— BEGIN —

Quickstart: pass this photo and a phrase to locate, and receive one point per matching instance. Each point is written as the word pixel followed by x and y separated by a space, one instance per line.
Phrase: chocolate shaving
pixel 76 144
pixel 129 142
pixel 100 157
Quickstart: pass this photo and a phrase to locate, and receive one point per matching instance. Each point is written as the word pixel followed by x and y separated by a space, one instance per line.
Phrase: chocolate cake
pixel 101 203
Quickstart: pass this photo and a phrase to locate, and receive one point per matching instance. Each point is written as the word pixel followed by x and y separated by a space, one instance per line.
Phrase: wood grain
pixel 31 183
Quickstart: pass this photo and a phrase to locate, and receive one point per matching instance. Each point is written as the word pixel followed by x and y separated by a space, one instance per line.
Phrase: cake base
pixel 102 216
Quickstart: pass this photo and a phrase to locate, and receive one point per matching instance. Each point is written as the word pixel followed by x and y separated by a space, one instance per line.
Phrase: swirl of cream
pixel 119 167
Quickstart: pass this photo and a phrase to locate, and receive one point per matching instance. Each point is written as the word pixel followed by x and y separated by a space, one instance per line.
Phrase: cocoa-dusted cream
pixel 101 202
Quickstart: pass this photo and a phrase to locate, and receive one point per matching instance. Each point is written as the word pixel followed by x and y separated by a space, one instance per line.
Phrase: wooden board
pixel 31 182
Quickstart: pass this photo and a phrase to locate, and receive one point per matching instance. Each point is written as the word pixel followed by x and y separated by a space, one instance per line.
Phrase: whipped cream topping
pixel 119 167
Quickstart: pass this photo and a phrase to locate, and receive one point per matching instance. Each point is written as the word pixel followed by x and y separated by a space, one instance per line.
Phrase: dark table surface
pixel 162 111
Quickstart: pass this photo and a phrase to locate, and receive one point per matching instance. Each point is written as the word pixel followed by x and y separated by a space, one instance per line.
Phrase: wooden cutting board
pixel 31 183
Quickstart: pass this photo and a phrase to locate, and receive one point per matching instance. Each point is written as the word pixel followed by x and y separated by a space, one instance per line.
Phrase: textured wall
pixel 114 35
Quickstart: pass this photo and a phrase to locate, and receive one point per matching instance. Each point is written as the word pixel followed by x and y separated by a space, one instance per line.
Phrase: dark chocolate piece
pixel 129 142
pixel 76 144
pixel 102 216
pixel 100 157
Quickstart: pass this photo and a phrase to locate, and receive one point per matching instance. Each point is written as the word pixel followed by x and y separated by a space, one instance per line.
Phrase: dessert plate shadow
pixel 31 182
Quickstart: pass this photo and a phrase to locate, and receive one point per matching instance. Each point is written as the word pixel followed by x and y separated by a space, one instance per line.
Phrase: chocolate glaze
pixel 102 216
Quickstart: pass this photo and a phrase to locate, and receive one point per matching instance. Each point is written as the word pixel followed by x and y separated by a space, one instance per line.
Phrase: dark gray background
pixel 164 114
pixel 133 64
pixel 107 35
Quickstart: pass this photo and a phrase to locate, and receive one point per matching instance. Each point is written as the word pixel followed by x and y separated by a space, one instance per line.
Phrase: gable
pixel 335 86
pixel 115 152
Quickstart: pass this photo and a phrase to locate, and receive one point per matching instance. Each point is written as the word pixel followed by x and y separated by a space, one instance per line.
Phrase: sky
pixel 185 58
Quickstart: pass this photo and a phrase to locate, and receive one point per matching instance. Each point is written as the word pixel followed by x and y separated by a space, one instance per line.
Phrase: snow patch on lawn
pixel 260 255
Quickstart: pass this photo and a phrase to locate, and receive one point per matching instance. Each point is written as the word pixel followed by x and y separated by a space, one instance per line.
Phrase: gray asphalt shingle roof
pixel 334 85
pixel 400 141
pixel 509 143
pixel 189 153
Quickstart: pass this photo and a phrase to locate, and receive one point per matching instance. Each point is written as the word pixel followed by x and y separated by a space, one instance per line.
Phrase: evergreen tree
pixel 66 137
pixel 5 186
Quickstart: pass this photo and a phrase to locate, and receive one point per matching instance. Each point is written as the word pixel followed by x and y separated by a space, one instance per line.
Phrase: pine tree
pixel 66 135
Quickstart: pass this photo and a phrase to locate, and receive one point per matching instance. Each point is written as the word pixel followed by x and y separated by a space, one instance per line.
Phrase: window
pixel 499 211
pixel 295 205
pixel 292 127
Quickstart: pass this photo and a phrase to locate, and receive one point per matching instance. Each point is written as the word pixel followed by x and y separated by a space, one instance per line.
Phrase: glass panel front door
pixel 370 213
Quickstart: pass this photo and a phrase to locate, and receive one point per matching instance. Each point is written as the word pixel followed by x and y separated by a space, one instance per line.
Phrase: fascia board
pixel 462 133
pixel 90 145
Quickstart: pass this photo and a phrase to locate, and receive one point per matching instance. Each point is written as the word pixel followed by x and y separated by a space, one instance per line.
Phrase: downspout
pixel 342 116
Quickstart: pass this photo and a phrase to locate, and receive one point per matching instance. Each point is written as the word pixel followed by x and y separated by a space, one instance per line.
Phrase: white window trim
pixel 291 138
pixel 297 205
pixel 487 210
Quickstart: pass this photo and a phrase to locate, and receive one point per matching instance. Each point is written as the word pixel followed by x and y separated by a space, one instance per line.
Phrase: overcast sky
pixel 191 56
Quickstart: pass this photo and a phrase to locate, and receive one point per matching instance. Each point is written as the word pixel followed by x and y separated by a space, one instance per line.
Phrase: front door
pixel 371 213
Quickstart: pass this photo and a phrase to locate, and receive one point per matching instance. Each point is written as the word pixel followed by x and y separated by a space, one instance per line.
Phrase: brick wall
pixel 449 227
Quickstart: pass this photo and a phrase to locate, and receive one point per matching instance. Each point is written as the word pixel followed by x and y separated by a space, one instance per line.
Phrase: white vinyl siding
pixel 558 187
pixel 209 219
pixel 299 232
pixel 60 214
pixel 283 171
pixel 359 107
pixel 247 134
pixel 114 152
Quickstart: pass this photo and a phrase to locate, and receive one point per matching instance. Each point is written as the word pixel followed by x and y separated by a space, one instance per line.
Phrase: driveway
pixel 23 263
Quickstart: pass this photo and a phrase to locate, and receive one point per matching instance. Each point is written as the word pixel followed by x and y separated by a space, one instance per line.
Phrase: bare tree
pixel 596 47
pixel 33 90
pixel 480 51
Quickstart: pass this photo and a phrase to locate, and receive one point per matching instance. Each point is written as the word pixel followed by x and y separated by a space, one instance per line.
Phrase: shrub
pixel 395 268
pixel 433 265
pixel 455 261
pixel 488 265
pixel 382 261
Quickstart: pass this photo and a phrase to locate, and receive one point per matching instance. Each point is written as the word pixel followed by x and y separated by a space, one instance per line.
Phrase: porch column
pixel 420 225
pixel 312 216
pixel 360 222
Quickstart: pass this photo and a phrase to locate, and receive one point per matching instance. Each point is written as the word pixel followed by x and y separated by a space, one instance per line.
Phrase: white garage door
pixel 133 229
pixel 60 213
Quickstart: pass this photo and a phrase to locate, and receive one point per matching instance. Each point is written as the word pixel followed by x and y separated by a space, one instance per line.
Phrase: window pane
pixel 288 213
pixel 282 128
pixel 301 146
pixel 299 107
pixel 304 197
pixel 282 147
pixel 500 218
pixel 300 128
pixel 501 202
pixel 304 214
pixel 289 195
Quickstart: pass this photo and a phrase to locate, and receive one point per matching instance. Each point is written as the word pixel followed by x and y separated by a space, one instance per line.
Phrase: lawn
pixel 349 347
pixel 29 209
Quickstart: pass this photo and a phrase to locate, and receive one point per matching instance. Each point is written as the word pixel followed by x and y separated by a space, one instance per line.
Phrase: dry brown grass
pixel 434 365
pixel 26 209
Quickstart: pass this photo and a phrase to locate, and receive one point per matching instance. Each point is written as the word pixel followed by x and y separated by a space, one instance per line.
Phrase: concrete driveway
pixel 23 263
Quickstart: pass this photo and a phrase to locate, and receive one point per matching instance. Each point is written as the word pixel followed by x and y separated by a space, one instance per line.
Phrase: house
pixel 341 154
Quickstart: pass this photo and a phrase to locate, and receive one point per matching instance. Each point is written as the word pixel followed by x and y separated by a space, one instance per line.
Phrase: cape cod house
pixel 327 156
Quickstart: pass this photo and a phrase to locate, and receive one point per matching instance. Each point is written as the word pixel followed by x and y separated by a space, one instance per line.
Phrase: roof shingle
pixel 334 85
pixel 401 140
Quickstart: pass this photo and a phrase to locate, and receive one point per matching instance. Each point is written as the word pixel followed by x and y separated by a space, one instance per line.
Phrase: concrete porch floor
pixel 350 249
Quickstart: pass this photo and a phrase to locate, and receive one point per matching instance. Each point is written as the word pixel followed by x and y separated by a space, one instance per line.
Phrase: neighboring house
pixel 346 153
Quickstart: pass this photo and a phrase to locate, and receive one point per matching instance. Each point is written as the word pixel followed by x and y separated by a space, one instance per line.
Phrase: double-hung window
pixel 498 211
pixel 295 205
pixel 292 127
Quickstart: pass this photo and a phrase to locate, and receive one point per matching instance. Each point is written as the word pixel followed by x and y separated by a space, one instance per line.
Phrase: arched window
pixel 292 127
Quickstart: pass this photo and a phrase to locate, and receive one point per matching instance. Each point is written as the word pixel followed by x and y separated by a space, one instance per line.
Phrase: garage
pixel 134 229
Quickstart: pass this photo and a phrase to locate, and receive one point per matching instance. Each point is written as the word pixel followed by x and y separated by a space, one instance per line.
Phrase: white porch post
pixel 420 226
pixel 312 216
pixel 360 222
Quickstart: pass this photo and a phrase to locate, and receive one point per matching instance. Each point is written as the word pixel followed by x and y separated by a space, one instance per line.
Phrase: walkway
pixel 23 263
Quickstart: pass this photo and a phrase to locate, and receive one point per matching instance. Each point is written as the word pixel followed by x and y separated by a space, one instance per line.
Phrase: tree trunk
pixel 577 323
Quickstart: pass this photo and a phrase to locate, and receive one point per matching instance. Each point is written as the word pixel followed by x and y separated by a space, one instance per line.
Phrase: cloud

— END —

* Problem to solve *
Reproduce the records word for word, from their first line up to and including the line with "pixel 101 202".

* Finished task *
Quickstart: pass this photo and a phrase to locate, and receive one point per matching instance. Each point is written as the word pixel followed by x and y separated by a space, one instance per line.
Phrase: chocolate shaving
pixel 76 144
pixel 129 142
pixel 100 157
Quickstart: pass this photo and a phrase to locate, and receive one point per matching instance. Each point is written as the word pixel followed by x and y separated by a space, one instance per line.
Phrase: chocolate cake
pixel 101 203
Quickstart: pass this photo and a phrase to locate, and receive one point per matching instance. Each point is written as the word pixel followed by x and y separated by a space, one instance per line.
Phrase: wood grain
pixel 31 183
Quickstart: pass this photo and a phrase to locate, and receive one point per matching instance. Each point is written as the word pixel followed by x and y separated by a space, one instance per line.
Phrase: cake base
pixel 102 216
Quickstart: pass this photo and a phrase to locate, and receive one point per matching instance. Each point is written as the word pixel followed by x and y separated by a space, one instance per line.
Phrase: swirl of cream
pixel 119 167
Quickstart: pass this photo and a phrase to locate, and receive one point per matching instance. Each point is written as the word pixel followed by x and y separated by a space, one instance per line.
Phrase: cocoa-dusted cream
pixel 101 202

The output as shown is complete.